## Extract provided:
[U-Boot] i.MX51: FEC: Cache coherency problem?

Wed Jul 20 17:36:12 CEST 2011

On 7/20/2011 7:35 AM, Albert ARIBAUD wrote:
> Le 20/07/2011 16:01, J. William Campbell a écrit :
>> On 7/20/2011 6:02 AM, Albert ARIBAUD wrote:
>>> Le 19/07/2011 22:11, J. William Campbell a écrit :
>>>
>>>> If this is true, then it means that the cache is of type write-back 
>>>> (as
>>>> opposed to write-thru). From a (very brief) look at the arm7 
>>>> manuals, it
>>>> appears that both types of cache may be present in the cpu. Do you 
>>>> know
>>>> how this operates?
>>> Usually, copyback (rather than writeback) and writethough are modes of
>>> operation, not cache types.
>> Hi Albert,
>> One some CPUs both cache modes are available. On many other CPUs (I
>> would guess most), you have one fixed mode available, but not both. I
>> have always seen the two modes described as write-back and
>> write-through, but I am sure we are talking about the same things.
>
> We are. Copy-back is another name for write-back, not used by ARM but 
> by some others.
>
>> The
>> examples that have both modes that I am familiar with have the mode as a
>> "global" setting. It is not controlled by bits in the TLB or anything
>> like that. How does it work on ARM? Is it fixed, globally, globally
>> controlled, or controlled by memory management?

## Written task:
Reproduce the part of the cache-mode thread between "On 7/20/2011 7:35" and "how this operates?", inclusive.

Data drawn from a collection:
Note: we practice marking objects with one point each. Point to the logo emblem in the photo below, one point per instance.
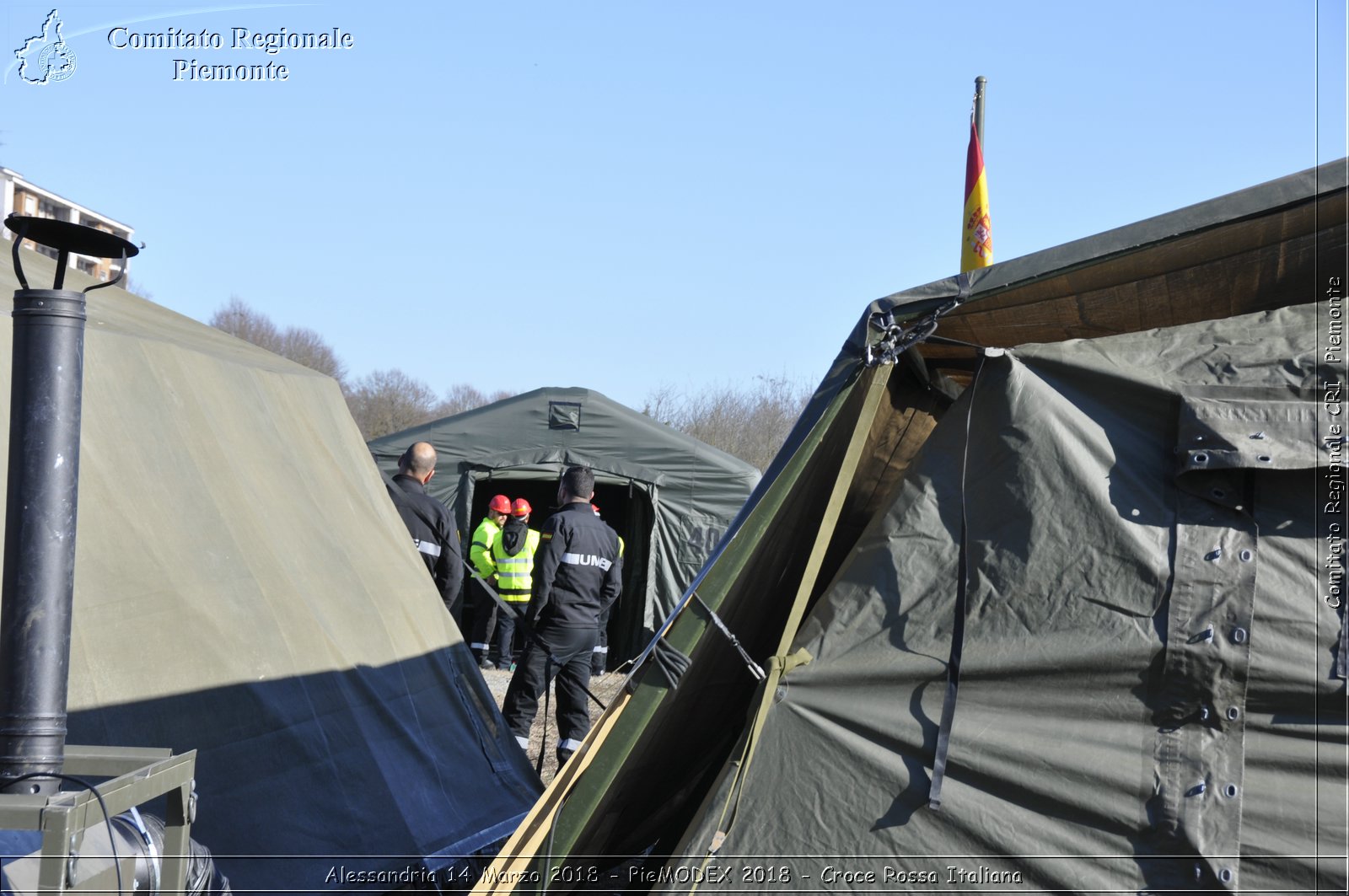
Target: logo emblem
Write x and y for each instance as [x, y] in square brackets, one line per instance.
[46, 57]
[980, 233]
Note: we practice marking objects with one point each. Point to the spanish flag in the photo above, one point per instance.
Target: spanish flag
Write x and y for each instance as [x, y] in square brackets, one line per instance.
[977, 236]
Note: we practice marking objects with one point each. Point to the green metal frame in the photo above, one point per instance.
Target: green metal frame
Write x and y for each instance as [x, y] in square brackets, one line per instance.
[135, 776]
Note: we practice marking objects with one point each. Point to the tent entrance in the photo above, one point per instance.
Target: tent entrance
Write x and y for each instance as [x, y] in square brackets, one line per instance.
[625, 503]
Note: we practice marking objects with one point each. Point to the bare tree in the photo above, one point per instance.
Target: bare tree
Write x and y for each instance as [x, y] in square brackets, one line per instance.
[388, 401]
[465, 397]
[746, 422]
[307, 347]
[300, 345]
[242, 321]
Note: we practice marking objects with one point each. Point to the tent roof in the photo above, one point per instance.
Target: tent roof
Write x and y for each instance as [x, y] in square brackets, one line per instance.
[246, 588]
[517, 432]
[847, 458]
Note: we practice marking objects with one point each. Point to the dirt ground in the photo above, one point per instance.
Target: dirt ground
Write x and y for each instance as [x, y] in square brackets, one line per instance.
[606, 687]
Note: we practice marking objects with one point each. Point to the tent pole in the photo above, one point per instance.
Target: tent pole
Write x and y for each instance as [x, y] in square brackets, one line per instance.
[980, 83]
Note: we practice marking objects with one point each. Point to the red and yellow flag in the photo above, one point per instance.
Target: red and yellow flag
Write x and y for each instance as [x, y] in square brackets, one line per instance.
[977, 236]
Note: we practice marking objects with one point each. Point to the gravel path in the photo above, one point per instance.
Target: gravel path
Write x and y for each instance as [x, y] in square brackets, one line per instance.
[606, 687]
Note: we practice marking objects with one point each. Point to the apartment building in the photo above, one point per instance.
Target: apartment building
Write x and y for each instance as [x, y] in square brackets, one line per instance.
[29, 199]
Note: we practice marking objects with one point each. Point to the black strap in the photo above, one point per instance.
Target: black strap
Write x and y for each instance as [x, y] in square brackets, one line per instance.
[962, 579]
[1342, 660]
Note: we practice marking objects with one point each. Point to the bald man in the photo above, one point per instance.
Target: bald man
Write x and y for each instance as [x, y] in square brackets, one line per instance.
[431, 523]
---
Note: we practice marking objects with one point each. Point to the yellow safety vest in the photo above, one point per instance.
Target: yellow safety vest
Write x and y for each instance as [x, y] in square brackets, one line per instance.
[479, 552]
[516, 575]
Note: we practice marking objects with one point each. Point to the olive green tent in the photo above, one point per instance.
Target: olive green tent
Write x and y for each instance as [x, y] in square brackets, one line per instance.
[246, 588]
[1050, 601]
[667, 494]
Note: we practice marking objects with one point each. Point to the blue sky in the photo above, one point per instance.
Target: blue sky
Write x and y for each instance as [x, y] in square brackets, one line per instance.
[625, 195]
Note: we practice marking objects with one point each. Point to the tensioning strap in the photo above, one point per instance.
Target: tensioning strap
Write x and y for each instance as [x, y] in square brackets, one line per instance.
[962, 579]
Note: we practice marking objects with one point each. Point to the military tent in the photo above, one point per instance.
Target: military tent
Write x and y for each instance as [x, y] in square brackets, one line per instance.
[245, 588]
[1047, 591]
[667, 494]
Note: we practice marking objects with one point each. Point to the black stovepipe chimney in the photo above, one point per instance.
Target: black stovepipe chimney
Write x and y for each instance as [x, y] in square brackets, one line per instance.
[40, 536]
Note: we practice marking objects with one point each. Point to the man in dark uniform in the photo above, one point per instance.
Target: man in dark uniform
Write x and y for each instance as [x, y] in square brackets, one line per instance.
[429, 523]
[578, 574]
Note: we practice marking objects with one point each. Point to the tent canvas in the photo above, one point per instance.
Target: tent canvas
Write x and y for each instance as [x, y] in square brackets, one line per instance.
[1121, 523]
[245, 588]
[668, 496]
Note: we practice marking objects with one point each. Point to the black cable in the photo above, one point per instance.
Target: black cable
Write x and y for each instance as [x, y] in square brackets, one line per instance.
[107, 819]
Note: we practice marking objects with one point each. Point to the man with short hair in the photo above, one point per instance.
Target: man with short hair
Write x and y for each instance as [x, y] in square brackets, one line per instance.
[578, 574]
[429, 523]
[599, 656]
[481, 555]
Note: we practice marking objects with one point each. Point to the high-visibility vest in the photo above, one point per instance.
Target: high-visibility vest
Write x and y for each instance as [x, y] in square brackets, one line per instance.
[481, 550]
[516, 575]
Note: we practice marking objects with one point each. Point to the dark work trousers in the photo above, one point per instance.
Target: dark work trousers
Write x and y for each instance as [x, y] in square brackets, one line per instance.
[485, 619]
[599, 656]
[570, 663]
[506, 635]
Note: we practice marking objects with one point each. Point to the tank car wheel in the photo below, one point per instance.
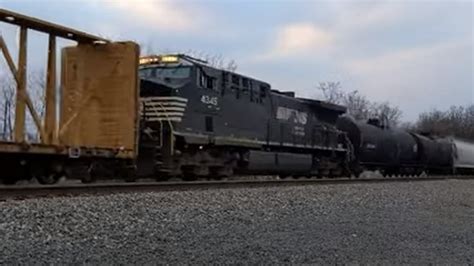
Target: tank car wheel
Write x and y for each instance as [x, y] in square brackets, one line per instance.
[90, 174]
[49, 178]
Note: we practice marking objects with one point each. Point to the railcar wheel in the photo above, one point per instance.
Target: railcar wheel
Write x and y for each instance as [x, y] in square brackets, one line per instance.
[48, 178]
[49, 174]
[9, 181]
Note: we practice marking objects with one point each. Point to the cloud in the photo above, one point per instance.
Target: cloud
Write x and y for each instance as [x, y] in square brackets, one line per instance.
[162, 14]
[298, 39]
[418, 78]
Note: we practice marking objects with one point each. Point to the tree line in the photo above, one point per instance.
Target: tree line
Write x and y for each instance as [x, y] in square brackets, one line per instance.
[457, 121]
* * *
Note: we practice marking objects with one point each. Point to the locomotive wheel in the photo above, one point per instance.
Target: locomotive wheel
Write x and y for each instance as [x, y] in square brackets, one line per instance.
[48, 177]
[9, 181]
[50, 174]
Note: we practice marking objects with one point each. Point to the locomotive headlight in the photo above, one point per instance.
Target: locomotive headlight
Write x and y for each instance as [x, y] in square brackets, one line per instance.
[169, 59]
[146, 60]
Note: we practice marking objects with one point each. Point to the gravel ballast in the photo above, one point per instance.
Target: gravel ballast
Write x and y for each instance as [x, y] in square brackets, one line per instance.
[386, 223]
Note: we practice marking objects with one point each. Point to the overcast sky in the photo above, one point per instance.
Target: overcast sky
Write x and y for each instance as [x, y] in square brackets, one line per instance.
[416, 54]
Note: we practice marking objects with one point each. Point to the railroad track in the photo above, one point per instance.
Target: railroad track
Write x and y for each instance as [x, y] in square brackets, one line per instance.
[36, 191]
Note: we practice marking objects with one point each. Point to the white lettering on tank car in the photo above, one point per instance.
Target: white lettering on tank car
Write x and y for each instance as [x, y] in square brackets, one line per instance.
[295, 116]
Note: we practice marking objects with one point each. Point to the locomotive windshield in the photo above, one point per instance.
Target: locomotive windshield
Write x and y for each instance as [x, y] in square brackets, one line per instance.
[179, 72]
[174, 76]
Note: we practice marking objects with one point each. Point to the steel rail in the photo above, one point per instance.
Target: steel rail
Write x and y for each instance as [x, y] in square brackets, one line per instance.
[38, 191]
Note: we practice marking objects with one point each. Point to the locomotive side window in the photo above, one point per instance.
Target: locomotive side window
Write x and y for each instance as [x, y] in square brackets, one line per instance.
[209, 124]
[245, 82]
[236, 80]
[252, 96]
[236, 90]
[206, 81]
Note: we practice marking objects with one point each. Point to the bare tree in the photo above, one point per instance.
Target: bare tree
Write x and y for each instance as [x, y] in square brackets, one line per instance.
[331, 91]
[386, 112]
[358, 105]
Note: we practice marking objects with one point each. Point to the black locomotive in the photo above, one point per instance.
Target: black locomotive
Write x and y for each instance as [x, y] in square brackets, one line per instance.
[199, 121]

## Final answer:
On 7/20/2011 7:35 AM, Albert ARIBAUD wrote:
> Le 20/07/2011 16:01, J. William Campbell a écrit :
>> On 7/20/2011 6:02 AM, Albert ARIBAUD wrote:
>>> Le 19/07/2011 22:11, J. William Campbell a écrit :
>>>
>>>> If this is true, then it means that the cache is of type write-back 
>>>> (as
>>>> opposed to write-thru). From a (very brief) look at the arm7 
>>>> manuals, it
>>>> appears that both types of cache may be present in the cpu. Do you 
>>>> know
>>>> how this operates?